- [WHAT YOU NEED TO DO]:
Return the entries below word for word; no images should appear in the copy.

#### DATA FOR THIS TASK ####

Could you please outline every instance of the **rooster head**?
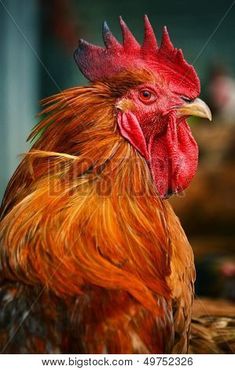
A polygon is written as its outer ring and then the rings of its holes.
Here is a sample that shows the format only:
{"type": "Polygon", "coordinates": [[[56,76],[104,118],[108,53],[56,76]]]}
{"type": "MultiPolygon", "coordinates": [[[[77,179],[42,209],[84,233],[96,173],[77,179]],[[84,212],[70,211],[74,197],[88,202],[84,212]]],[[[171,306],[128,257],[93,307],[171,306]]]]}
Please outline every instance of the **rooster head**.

####

- [ANSWER AREA]:
Could you please outline every instance of the **rooster head**?
A polygon is written as its outer ring and then the rings of its holes.
Here is a sample that shows the format only:
{"type": "Polygon", "coordinates": [[[56,76],[104,118],[108,53],[56,76]]]}
{"type": "MultiPolygon", "coordinates": [[[[77,179],[42,209],[84,233],[96,173],[77,179]],[[84,212],[70,211],[74,197],[88,202],[84,212]]],[[[171,306],[128,257],[93,307],[171,306]]]]}
Please outline every instance of the **rooster head**.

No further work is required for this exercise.